What to work on.
Rewrite the lines below as a two-column CSV with the header row "prompt,keypoints". Give one row for each line that begins with "Task:", put that line's text under "prompt" and the points that follow it under "keypoints", and quote every field, turning any line breaks within a field into spaces. Leave the pictures out.
■ ■ ■
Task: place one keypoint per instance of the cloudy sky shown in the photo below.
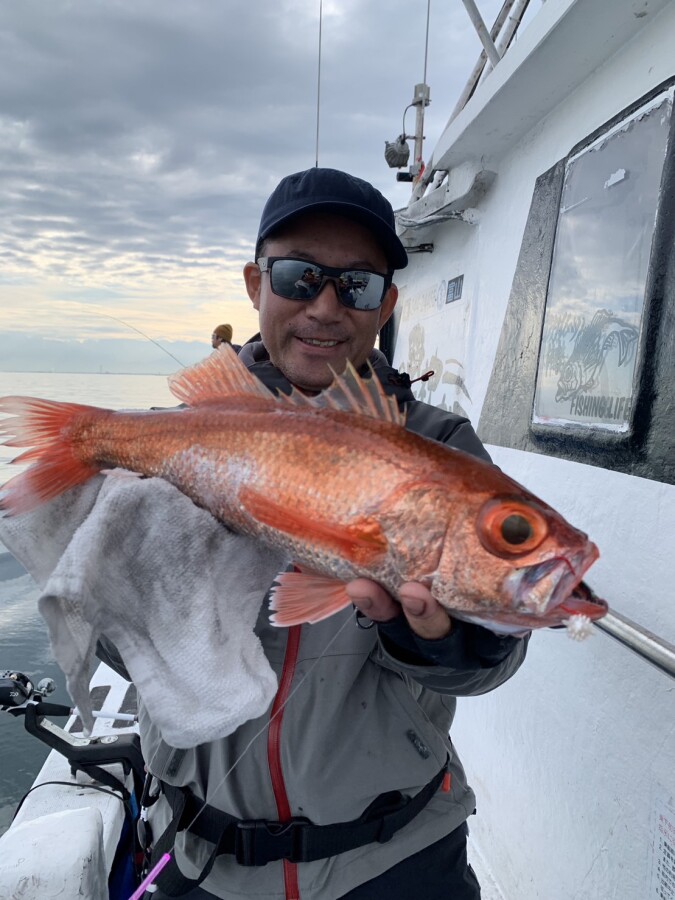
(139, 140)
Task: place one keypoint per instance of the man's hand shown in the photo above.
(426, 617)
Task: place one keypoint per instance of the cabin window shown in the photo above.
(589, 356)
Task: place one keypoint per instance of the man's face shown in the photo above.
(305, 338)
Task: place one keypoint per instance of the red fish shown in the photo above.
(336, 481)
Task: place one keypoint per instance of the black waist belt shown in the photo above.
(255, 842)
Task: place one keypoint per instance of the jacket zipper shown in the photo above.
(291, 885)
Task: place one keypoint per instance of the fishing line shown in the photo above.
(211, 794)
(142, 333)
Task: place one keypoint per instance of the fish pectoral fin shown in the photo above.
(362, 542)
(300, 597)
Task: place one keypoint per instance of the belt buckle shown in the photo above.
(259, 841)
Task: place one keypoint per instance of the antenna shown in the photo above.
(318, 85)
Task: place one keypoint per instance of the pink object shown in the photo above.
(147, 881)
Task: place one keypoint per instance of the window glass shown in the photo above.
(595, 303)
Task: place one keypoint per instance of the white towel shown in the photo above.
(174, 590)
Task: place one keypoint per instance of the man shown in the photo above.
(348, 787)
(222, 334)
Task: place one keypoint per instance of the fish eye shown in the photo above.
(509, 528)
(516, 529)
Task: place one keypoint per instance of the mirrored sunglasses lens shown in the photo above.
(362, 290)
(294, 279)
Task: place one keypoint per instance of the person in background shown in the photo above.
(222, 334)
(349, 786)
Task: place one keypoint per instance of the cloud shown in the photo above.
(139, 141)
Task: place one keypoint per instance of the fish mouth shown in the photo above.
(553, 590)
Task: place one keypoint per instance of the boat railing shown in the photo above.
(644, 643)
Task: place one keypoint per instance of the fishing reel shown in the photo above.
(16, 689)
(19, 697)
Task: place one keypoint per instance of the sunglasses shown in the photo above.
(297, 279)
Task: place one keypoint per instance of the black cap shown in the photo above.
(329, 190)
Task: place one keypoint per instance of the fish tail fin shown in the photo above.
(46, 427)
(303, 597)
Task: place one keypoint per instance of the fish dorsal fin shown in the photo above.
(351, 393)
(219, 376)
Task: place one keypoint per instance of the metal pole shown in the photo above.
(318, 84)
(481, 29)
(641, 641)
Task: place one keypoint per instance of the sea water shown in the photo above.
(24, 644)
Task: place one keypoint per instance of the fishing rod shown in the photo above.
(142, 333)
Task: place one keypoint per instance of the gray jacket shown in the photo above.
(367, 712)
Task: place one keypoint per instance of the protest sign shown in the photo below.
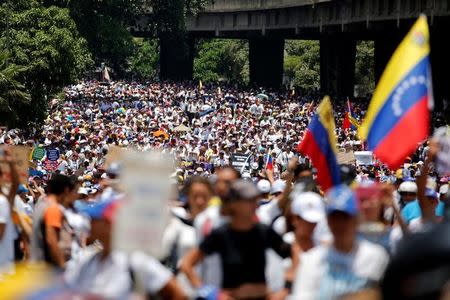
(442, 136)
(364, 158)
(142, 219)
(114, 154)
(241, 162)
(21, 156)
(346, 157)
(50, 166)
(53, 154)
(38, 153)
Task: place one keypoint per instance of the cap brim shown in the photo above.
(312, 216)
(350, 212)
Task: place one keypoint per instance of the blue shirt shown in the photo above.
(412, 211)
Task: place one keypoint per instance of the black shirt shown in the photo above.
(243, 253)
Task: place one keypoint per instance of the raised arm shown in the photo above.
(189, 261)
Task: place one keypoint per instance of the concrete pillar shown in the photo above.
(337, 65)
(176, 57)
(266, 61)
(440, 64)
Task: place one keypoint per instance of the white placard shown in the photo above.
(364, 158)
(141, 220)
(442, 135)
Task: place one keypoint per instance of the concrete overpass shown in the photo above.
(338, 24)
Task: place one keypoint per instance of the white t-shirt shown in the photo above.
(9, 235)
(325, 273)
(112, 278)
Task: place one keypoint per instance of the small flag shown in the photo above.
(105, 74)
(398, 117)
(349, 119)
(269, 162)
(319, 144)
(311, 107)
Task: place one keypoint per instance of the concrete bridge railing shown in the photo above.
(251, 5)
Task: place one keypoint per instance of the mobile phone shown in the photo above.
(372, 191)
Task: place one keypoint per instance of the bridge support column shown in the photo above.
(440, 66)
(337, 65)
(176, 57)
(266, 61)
■ ■ ■
Result of the exercise.
prompt,keypoints
"Task: place one keypoint per instance of the cloudy sky shown in the photo below.","(139, 140)"
"Task: place one keypoint per instance of the man's hand shown in the photo above.","(426, 617)"
"Task: place one keypoint per instance of the cabin window shown in the photo above.","(589, 356)"
"Task: place one keypoint per instance of the man's face shown in the photo above.","(305, 338)"
"Task: place one keypoint per instance of the red fish shown in the photo above.","(336, 481)"
"Task: place one keypoint per instance of the black waist belt shown in the photo above.","(255, 842)"
"Task: place one keypoint per instance of the jacket zipper shown in the photo above.","(291, 885)"
"Task: place one keypoint per instance of the fishing line shown in the photo above.","(211, 794) (142, 333)"
"Task: place one keypoint per instance of the fish pectoral fin shown in the photo above.","(362, 542) (300, 597)"
"Task: place one keypoint per instance of the belt buckle shown in the photo above.","(259, 841)"
"Task: place one keypoint per instance of the antenna shown in the photo above.","(318, 85)"
"Task: place one keypoint per instance of the pink object shown in the photo above.","(147, 881)"
"Task: place one keypoint per instance of the window glass shown in the photo above.","(595, 303)"
"Task: place one keypoint per instance of the white towel shown in the photo above.","(174, 590)"
"Task: place one keypoint per instance of the man shown in the photo above.","(348, 787) (222, 334)"
"Task: place one keypoint per instance of the fish eye shown in the photo above.","(509, 528) (516, 529)"
"Task: place one keypoint per instance of the mirrored sunglasses lens shown in the photo above.","(362, 290) (294, 279)"
"Task: place one keypoint per instance of the person in background shown in the photo above.","(222, 334) (349, 786)"
"Task: place one keypoint per instance of the cloud shown in the photo above.","(139, 141)"
"Task: place one keypoint per instance of the fish mouth shown in the photo above.","(553, 590)"
"Task: place one keypoint per instance of the boat railing shown in the photo above.","(644, 643)"
"Task: place one keypoint per instance of the fishing reel shown in the photo above.","(16, 689) (19, 697)"
"Task: place one keypoint per instance of the sunglasses shown in the photo above.","(297, 279)"
"Task: place one keypoint per instance of the black cap shown in the photo above.","(329, 190)"
"Task: place one keypoint per instance of the fish tail fin shown in the photo above.","(46, 427) (303, 597)"
"Task: place one keypoint per instance of the fish dorsal fin shown in the photo above.","(351, 393) (219, 376)"
"Task: place one keypoint per instance of the metal pole shown in the photo above.","(318, 84) (481, 29) (641, 641)"
"Task: place one keypoint per instance of the sea water shown in the photo above.","(24, 644)"
"Task: place one keypoint per instance of the fishing rod shown in the photo above.","(142, 333)"
"Task: place one keypoint per instance of the gray jacket shown in the photo above.","(367, 712)"
"Task: place one keypoint per instance of the protest sign shown in the photo below.","(442, 136) (364, 158) (142, 219) (114, 154) (241, 162) (21, 156) (346, 157) (50, 166) (53, 154) (38, 153)"
"Task: place one keypoint per instance of the cap brim shown in the photo above.","(312, 216) (350, 212)"
"Task: place one keypoint per instance of the blue shirt shown in the photo above.","(412, 211)"
"Task: place one keypoint per instance of the black shirt shown in the photo above.","(243, 253)"
"Task: place one keypoint per instance of the raised arm shown in the photo above.","(189, 261)"
"Task: place one keypoint per instance of the concrete pillar shown in the photo above.","(337, 65) (176, 57) (266, 61) (440, 64)"
"Task: place one keypoint per instance of the white placard shown in the photo above.","(364, 158) (141, 220) (442, 135)"
"Task: place one keypoint per instance of the concrete overpass shown in the photo above.","(338, 24)"
"Task: place one keypoint per instance of the white t-shirt shown in the photo above.","(9, 235) (325, 273) (112, 278)"
"Task: place one keypoint per instance of the small flag shown in the photo above.","(105, 74) (398, 117) (349, 119) (269, 162) (319, 144) (311, 107)"
"Task: place one keypoint per instance of the concrete bridge railing shown in the photo above.","(251, 5)"
"Task: place one keypoint per instance of the mobile phone shown in the photo above.","(372, 191)"
"Task: place one keypoint per instance of the bridge support column shown in the photo above.","(440, 66) (337, 65) (176, 57) (266, 61)"